• **Exercise goal**: Each line of the material must be reproduced exactly; pictures stay out.

BEGIN

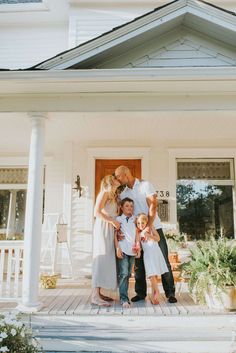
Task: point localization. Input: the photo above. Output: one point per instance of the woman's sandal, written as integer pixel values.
(154, 299)
(100, 302)
(107, 299)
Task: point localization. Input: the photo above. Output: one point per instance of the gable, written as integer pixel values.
(125, 46)
(180, 48)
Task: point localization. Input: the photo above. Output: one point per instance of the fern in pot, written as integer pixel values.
(211, 270)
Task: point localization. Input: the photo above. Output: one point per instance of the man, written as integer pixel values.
(145, 200)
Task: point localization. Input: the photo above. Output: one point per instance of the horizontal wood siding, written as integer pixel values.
(24, 46)
(90, 23)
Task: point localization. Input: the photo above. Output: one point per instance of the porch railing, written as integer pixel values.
(11, 268)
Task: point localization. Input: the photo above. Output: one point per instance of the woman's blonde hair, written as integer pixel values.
(106, 185)
(141, 216)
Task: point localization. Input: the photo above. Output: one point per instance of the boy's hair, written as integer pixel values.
(126, 199)
(142, 216)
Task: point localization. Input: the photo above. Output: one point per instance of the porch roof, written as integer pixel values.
(198, 15)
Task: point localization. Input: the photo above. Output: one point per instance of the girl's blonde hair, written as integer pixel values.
(106, 185)
(141, 216)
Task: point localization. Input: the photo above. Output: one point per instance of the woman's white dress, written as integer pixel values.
(153, 258)
(104, 260)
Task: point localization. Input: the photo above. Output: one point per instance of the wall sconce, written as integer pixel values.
(78, 187)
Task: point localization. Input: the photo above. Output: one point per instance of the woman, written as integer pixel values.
(104, 260)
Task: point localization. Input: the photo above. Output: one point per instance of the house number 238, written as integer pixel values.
(162, 193)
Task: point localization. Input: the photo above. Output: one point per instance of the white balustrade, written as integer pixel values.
(11, 266)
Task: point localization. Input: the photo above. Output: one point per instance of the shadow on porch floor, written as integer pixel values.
(73, 298)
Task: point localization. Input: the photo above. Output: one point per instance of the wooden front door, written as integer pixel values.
(108, 166)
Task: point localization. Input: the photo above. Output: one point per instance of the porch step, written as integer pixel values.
(196, 334)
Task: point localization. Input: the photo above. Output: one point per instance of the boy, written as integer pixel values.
(126, 248)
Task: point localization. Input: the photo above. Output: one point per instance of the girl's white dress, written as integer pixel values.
(104, 258)
(153, 258)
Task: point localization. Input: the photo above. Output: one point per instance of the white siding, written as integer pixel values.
(90, 23)
(24, 46)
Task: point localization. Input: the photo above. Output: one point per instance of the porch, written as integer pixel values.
(67, 322)
(74, 297)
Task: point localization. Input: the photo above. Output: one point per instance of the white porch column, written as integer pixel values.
(33, 217)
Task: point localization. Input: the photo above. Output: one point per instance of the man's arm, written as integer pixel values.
(152, 212)
(119, 253)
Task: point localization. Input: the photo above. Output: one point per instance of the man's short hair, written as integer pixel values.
(126, 199)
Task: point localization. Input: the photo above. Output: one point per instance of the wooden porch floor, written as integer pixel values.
(73, 298)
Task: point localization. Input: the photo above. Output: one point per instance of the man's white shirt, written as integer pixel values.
(139, 193)
(128, 229)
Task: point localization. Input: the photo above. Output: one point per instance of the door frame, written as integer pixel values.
(115, 153)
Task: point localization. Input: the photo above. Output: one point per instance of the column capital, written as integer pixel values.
(37, 115)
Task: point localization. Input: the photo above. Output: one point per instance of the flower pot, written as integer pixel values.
(48, 281)
(221, 300)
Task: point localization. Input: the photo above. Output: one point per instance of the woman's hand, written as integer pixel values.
(120, 236)
(138, 254)
(116, 224)
(119, 253)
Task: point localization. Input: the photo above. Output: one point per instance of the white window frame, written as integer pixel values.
(17, 162)
(198, 154)
(25, 7)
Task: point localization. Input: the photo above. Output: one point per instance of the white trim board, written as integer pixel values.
(115, 153)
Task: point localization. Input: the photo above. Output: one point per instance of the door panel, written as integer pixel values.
(108, 166)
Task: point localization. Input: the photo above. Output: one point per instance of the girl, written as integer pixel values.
(153, 259)
(104, 260)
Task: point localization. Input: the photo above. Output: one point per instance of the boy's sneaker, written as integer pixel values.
(172, 299)
(137, 298)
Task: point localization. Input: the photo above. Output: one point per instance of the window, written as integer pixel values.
(19, 1)
(13, 192)
(205, 198)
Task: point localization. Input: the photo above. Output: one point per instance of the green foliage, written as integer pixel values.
(211, 263)
(176, 240)
(15, 337)
(204, 209)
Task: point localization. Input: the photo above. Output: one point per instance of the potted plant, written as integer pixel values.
(15, 337)
(211, 271)
(175, 241)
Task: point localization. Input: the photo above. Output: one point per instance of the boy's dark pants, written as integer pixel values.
(167, 278)
(124, 273)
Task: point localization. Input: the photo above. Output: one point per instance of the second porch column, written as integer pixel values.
(33, 218)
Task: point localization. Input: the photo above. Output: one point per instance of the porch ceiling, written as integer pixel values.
(121, 129)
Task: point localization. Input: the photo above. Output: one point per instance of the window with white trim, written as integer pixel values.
(13, 192)
(204, 194)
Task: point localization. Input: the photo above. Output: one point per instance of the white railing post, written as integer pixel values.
(11, 261)
(33, 217)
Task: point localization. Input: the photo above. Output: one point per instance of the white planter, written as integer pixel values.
(221, 300)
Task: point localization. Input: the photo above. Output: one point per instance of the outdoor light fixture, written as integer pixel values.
(78, 187)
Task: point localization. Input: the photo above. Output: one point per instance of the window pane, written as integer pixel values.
(4, 208)
(204, 170)
(204, 209)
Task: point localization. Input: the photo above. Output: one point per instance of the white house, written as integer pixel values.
(157, 92)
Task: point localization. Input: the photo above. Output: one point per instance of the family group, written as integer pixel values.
(127, 233)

END

• **Output below**:
Task: point localization. Input: the photo above. Output: one point per instance of the woman's sandal, written as integer pixel values.
(154, 299)
(100, 302)
(107, 299)
Task: point localization. Input: the photo above. Output: one point per instance of the gable, written as integer pixel values.
(125, 46)
(180, 48)
Task: point localization. Input: the photo above. Output: one point per instance of the fern in pot, written as integer pixel values.
(211, 270)
Task: point localization. Input: the photo above. Output: one point per instance of the man, written as integer pixel values.
(145, 200)
Task: point localization. Input: the photo above. Output: one point per instance of the horizontal wood siding, written as integer pixel values.
(24, 46)
(90, 23)
Task: point localization. Input: the photo above. Output: one point per instance of the porch railing, written as integer pixel values.
(11, 268)
Task: point localization. Input: the photo above. Output: one point per instance of the woman's blonde hair, written as integer pixel values.
(106, 185)
(141, 216)
Task: point localization. Input: the photo above. Output: one point per instance of the boy's hair, written as integer pixel values.
(126, 199)
(142, 216)
Task: point localization. Input: the photo above. Output: one point per instance of the porch roof, written as integer pixel values.
(198, 15)
Task: point localization. Input: the photo above. Output: one point per instance of the girl's blonde hair, written as integer pixel values.
(106, 185)
(141, 216)
Task: point localization. Input: the photo above. Output: one point per instance of the woman's white dress, written as integer pixel values.
(153, 258)
(104, 260)
Task: point localization. Input: the photo above. Output: one point per instance of the wall sconce, written as integer pixel values.
(78, 187)
Task: point localization. Input: the photo above. Output: one point per instance of the woman, written as integer pixel values.
(104, 260)
Task: point localization. Input: the photo above. Output: one point per instance of the house number 238, written as integer pixel values.
(162, 193)
Task: point localization. Input: the photo above. Output: one point per instance of the white balustrade, written as integer pixel values.
(11, 266)
Task: point localization. Input: the photo above. Output: one point per instance of the shadow on porch floor, written as integer pixel values.
(73, 298)
Task: point localization. Input: the photo above. Output: one point per instance of the wooden front door, written as integer pixel values.
(108, 166)
Task: point localization. Input: the photo above. Output: one point per instance of the porch step, written as integer pixel values.
(196, 334)
Task: point localization. Input: the photo above. Output: one point per instance of the boy, written as integer pixel values.
(126, 248)
Task: point localization. Input: the photo above. Output: one point per instance of the girl's white dress, written as integer pixel values.
(104, 258)
(153, 258)
Task: point localization. Input: the photo above. Output: one point per instance of the white siding, written as integer pixel values.
(90, 23)
(24, 46)
Task: point localization. Input: the photo above. Output: one point per instance of the porch, written as integer pixel values.
(67, 322)
(74, 297)
Task: point localization. Input: the photo above. Output: one point per instance of the white porch column, written as integer pixel values.
(33, 217)
Task: point localization. Input: the photo above. Output: one point per instance of the man's arm, written as integer pixel values.
(152, 212)
(119, 253)
Task: point localization. Input: the photo above. Output: one point per instance of the man's short hair, written as integer pixel values.
(126, 199)
Task: point localization. Input: the photo above. Output: one point per instance of the wooden porch floor, written as integer pixel values.
(73, 298)
Task: point localization. Input: the photo above. Output: one point per instance of the man's white shirt, written as integer pixel values.
(139, 193)
(128, 229)
Task: point localization. Input: the photo above. Output: one point per instance of the door frame, written as integer pixel values.
(115, 153)
Task: point localization. Input: the photo above. Output: one point per instance of the column capital, written as integer pixel values.
(37, 115)
Task: point localization. Input: the photo above. Output: one point per instance of the flower pot, written as integer pixel values.
(48, 281)
(221, 300)
Task: point localization. Input: the photo above. Output: one point per instance of the woman's hand, written as integer pixel values.
(120, 236)
(138, 254)
(116, 224)
(119, 253)
Task: point localization. Input: the photo above. Output: one point per instance of the white window frame, written as integer pixel values.
(17, 162)
(198, 154)
(25, 7)
Task: point localization. Input: the photo above. Output: one point per instance of the white trim board, written as integer pixel values.
(115, 153)
Task: point localization. Input: the photo above. Output: one point per instance of the door panel, written as integer pixel values.
(108, 166)
Task: point localization. Input: the photo above. Output: one point per instance of the girl, written as integer pixel values.
(153, 259)
(104, 260)
Task: point localization. Input: the photo above. Output: one point per instance of the boy's sneaker, written as integer pixel values.
(172, 299)
(137, 298)
Task: point localization. Input: the photo above. Output: one point per instance of the window, written as integer pixel values.
(19, 1)
(13, 192)
(205, 198)
Task: point localization. Input: the photo above. Output: one point per instance of the green foliage, written as integer pixel values.
(211, 263)
(176, 240)
(15, 337)
(204, 209)
Task: point localization. Input: the photo above. Output: one point per instance of the potted plant, written as integer pixel values.
(15, 337)
(211, 271)
(175, 241)
Task: point localization. Input: the photo above. Output: one point per instance of the boy's dark pants, written as integer pixel values.
(167, 278)
(124, 273)
Task: point localization. Input: the photo above. Output: one point per instance of the second porch column, written as integer pixel values.
(33, 218)
Task: point localization. Input: the photo above. Output: one point per instance of the porch ceiling, written as integer pixel values.
(121, 129)
Task: point localization. Input: the photo above. Output: one point per instance of the window with white trim, written as integer pixel values.
(13, 192)
(204, 194)
Task: point localization. Input: the photo above. Output: one point per instance of the white railing post, written as integer pixel values.
(11, 261)
(33, 217)
Task: point localization. Input: the photo above. Output: one point per instance of the white planter, written as integer pixel values.
(221, 300)
Task: point localization. Input: the photo above. Output: one point per instance of the outdoor light fixture, written as integer pixel values.
(78, 187)
Task: point localization. Input: the photo above. Output: one point per instance of the window pane, written as integer pixel values.
(4, 208)
(204, 170)
(204, 209)
Task: point localization. Input: the photo above. Output: one point per instance of the white house, written as integer pixel values.
(157, 92)
Task: point localization. Input: the photo above. Output: one point per instance of the family group, written as integer pixel values.
(127, 233)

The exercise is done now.